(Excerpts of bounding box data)

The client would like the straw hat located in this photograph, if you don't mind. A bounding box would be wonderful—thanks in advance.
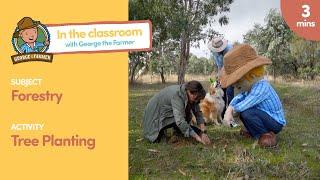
[208,37,228,52]
[220,44,272,88]
[13,17,40,38]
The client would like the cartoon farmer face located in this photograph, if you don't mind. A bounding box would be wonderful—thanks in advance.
[19,27,38,44]
[13,17,50,53]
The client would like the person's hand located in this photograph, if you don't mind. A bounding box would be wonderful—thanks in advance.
[194,135,205,145]
[44,39,50,46]
[222,105,234,127]
[201,133,211,145]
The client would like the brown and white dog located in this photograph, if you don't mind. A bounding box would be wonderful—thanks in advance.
[200,83,225,125]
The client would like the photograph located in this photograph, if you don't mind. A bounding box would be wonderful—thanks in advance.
[128,0,320,179]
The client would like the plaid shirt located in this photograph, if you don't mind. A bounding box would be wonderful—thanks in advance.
[211,44,232,71]
[230,79,286,125]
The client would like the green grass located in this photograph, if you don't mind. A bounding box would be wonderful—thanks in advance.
[129,81,320,179]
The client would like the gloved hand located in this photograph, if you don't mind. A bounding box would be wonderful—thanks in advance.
[222,105,234,127]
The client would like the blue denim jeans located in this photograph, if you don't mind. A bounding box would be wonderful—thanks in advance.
[222,86,234,118]
[240,108,283,139]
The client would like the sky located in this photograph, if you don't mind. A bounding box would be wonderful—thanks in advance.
[190,0,280,58]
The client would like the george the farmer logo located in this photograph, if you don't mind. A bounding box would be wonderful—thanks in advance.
[11,17,53,64]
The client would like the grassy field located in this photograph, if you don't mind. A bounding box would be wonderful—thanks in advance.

| Given instruction |
Rewrite the entries above as a Markdown table with two columns, "Row" and "Entry line", one row per line, skipping blank lines. Leave the pictures out.

| Finished task |
| Row | Entry line |
|---|---|
| 1 | The client would like the straw hat located in this photograph, if you don't mind. A bounding box would be wonderful—thanks in advance. |
| 2 | [208,37,228,52] |
| 3 | [220,44,272,88] |
| 4 | [13,17,40,38] |
| 5 | The client would like the cartoon farmer face located in this photograph, if you don't mind. A bounding box would be wonderful—thanks in advance. |
| 6 | [19,27,38,44] |
| 7 | [13,17,50,53] |
| 8 | The client would like the person's hand located in this photograph, if you don't mind. A bounding box would be wonderful—thanks in advance. |
| 9 | [194,135,205,145] |
| 10 | [44,39,50,46] |
| 11 | [222,105,234,127] |
| 12 | [201,133,211,145] |
| 13 | The client would like the brown and white dog located in this photograph, if you don't mind. A bounding box would be wonderful—thanks in advance. |
| 14 | [200,83,225,125] |
| 15 | The client would like the photograph located in this photograph, if you don't mind. A bounding box would be wonderful—thanks in advance. |
| 16 | [128,0,320,179] |
| 17 | The client would like the plaid shirt located in this photograph, if you don't mind. A bounding box would be wonderful—thanks in advance. |
| 18 | [211,44,232,71] |
| 19 | [230,79,286,125] |
| 20 | The client would like the green grass located in this photograph, if you don't mind. A bounding box would be wonderful—thanks in advance. |
| 21 | [129,81,320,179] |
| 22 | The client would like the gloved hand located in this photograph, if you don't mind. A bounding box would be wonderful—thanks in advance. |
| 23 | [222,105,234,127] |
| 24 | The client would like the blue denim jeans located in this photograph, if you don't mind. A bounding box would be wonderful—thanks in advance. |
| 25 | [222,86,234,118] |
| 26 | [240,108,283,139] |
| 27 | The client would like the sky located in this photograph, if you don't mind. A bounding box would be wonderful—thanks in advance. |
| 28 | [190,0,280,58] |
| 29 | The client would like the george the farmer logo located in this photograph, if you don't mind. A bounding box would be wonderful—thanks in advance. |
| 30 | [11,17,53,64] |
| 31 | The client would like the grassy field located in this photograph, if you don't mind. A bounding box would be wonderful—thanks in advance. |